EXERCISE DIRECTIONS
Down to the last line, set the entries down again exactly.

RECORDS TO PROCESS

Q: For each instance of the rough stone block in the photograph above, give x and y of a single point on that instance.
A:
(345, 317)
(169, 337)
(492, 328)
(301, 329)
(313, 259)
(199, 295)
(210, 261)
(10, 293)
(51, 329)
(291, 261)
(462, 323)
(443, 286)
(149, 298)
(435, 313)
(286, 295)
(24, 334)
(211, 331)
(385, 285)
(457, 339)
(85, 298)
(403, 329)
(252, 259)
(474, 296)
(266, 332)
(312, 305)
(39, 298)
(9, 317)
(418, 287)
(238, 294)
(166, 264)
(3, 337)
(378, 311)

OUTPUT
Q: For each instance of the rough stone block in the photograph above, give x and y of a single point on that instance.
A:
(345, 317)
(169, 337)
(492, 328)
(301, 329)
(313, 259)
(199, 295)
(210, 261)
(10, 293)
(51, 329)
(291, 261)
(462, 323)
(443, 286)
(149, 298)
(435, 313)
(286, 295)
(24, 334)
(211, 331)
(385, 285)
(457, 339)
(85, 298)
(403, 329)
(252, 259)
(474, 296)
(266, 332)
(312, 305)
(39, 298)
(9, 317)
(418, 287)
(238, 294)
(166, 264)
(3, 337)
(378, 311)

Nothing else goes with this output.